**Source:**
(begin)
Reputation: 68658
I'm pulling a list of items from one table, on the basis of their being included in another table, like this:
select fruit.id, fruit.name from fruit, fruit_rating where fruit_rating.fruit_id=fruit.id group by fruit.name;
That works fine -- it basically produces a list of all the fruit that has been rated by someone. But now, I want to exclude all fruit that has been rated by one specific user, so I tried this:
select fruit.id, fruit.name from fruit, fruit_rating where fruit_rating.fruit_id=fruit.id and fruit_rating.user_id != 10 group by fruit.name;
That's ok, but not quite right. It shows all the fruit that have been rated by people other than 10, but if users 1 and 10 have both rated the same fruit, it still shows that one. Can anyone tell me how to construct a query that shows only the fruit that have NOT Been rated by user 10, regardless of who else has rated them?
Upvotes: 3
Views: 18687
Reputation: 86798
I read this differently from Cowan, and agree with Noah...
Find all fruit where: - User 10 did not rate it - Atleast one other user did rate it
However, in my experience using NOT IN can be quite slow. So, I generally prefer to filter using LEFT JOIN in the same way as Cowan. Here are a few different options, though I have not had time to test performance on large data sets...
(end)
**Data lines:**
(begin)
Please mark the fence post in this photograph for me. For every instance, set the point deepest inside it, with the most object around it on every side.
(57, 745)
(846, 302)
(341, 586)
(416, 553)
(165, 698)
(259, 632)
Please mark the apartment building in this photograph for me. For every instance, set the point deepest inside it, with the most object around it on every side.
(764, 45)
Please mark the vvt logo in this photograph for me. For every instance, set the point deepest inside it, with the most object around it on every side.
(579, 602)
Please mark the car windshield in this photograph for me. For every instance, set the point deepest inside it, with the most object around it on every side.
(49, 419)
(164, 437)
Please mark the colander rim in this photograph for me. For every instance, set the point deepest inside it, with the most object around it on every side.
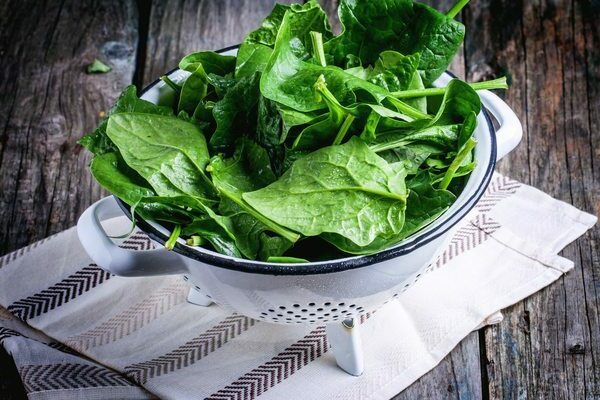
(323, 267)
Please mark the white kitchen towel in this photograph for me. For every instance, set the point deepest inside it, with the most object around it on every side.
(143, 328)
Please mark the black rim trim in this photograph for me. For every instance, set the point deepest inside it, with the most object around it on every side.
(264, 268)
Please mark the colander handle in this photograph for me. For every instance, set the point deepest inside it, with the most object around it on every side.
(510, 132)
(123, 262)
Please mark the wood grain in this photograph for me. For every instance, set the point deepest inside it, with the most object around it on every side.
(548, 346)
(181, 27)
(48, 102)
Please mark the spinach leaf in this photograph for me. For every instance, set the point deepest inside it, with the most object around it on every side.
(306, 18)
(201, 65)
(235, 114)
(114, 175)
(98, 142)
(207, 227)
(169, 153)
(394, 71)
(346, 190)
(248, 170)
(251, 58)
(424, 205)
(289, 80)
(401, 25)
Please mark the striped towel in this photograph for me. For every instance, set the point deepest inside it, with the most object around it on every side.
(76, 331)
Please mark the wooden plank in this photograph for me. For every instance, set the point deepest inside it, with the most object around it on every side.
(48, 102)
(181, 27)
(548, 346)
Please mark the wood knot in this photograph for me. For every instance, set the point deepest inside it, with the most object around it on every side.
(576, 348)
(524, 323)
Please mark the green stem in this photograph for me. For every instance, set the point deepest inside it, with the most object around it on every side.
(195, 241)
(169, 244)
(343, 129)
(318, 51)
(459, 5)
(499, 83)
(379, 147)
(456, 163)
(end)
(begin)
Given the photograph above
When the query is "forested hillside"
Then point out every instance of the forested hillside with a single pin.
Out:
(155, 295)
(end)
**To do:**
A) Copy the passage of the SQL fruit-rating thread from "Reputation: 68658" to "has rated them?" word for word.
B) Pick up the SQL fruit-rating thread after its final sentence and write the next part.

**Exercise answers:**
A)
Reputation: 68658
I'm pulling a list of items from one table, on the basis of their being included in another table, like this:
select fruit.id, fruit.name from fruit, fruit_rating where fruit_rating.fruit_id=fruit.id group by fruit.name;
That works fine -- it basically produces a list of all the fruit that has been rated by someone. But now, I want to exclude all fruit that has been rated by one specific user, so I tried this:
select fruit.id, fruit.name from fruit, fruit_rating where fruit_rating.fruit_id=fruit.id and fruit_rating.user_id != 10 group by fruit.name;
That's ok, but not quite right. It shows all the fruit that have been rated by people other than 10, but if users 1 and 10 have both rated the same fruit, it still shows that one. Can anyone tell me how to construct a query that shows only the fruit that have NOT Been rated by user 10, regardless of who else has rated them?

B)
SELECT
[f].id,
[f].name
FROM
fruit AS [f]
INNER JOIN
fruit_rating AS [fr]
ON [fr].fruit_id = [f].id
GROUP BY
[f].id,
[f].name
HAVING
SUM(CASE WHEN [fr_exclude].user_id = 10 THEN 1 ELSE 0 END) = 0
SELECT
[f].id,
[f].name
FROM
fruit AS [f]
INNER JOIN
fruit_rating AS [fr]
ON [fr].fruit_id = [f].id
LEFT JOIN
fruit_rating AS [fr_exclude]
ON [fr_exclude].fruit_id = [fr].fruit_id
AND [fr_exclude].user_id = 10
GROUP BY
[f].id,
[f].name
HAVING
MAX([fr_exclude].user_id) IS NULL
As this only works for one user, I would also consider making a table of "users to exclude" and LEFT JOIN on that instead...
SELECT
[f].id,
[f].name
FROM
fruit AS [f]
INNER JOIN
fruit_rating AS [fr]
ON [fr].fruit_id = [f].id
LEFT JOIN
excluded_users AS [ex]
AND [ex].user_id = [fr].user_id
GROUP BY
[f].id,
[f].name
HAVING
MAX([ex].user_id) IS NULL
Or something much more long winded, but I suspect is the fastest on larger data sets with appropriate indexes...
SELECT
[f].id,
[f].name
FROM
fruit [f]
INNER JOIN
(
SELECT
fruit_id
FROM
fruit_rating
GROUP BY
fruit_id
)
AS [rated]
ON [rated].fruit_id = [f].id
LEFT JOIN
(
SELECT
[fr].fruit_id
FROM
fruit_rating AS [fr]
INNER JOIN
excluded_users AS [ex]
ON [ex].user_id = [fr].user_id
GROUP BY
[fr].fruit_id
)
AS [excluded]
ON [rated].fruit_id = [excluded].fruit_id
WHERE
[excluded].fruit_id IS NULL
GROUP BY
[f].id,
[f].name
Upvotes: 4
Reputation: 37553
One thing that isn't quite 100% clear to me: do you want all fruit that hasn't been rated by user 10, or just fruit that has been rated by other people but not by user 10? e.g. should fruit that has no ratings be included?
I think you want all fruit (including unrated), in which case Noah and Mr. Brownstone's answers aren't quite what you're after. If you remove the inner join to fruit_rating, and the now-needless group by, theirs will include unrated fruit. An alternative approach, which avoids the subselect, is
select f.id, f.name
from fruit f
left join fruit_rating fr on
(f.id = fr.fruit_id)
and (fr.user_id = 10)
where
(fr.user_id is null)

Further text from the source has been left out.